Data extracted from a collection
---------------
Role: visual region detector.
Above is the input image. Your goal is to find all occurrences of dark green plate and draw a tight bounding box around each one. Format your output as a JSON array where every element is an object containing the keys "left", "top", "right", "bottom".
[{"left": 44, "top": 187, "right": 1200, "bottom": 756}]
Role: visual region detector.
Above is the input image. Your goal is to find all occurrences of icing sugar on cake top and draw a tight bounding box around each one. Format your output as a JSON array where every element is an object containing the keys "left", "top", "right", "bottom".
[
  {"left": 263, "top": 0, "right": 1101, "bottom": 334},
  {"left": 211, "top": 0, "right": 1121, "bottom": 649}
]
---------------
## ABOUT THIS TASK
Each record above should be repeated exactly as it appears.

## OUTPUT OF THE TASK
Role: visual region detector.
Above is the input image. Your goal is to find all occurrences of dark green plate and draw a tight bounding box around each one. Format your output as a JSON array where every element is an object containing the keys "left", "top", "right", "bottom".
[{"left": 44, "top": 187, "right": 1200, "bottom": 756}]
Role: visual region detector.
Above is the input image. Your goal is to find all occurrences of icing sugar on cake top and draw a tight bounding box around each one. Format your output as a JSON array where every element is an object containing the keys "left", "top", "right", "bottom".
[
  {"left": 263, "top": 0, "right": 1101, "bottom": 334},
  {"left": 211, "top": 0, "right": 1121, "bottom": 649}
]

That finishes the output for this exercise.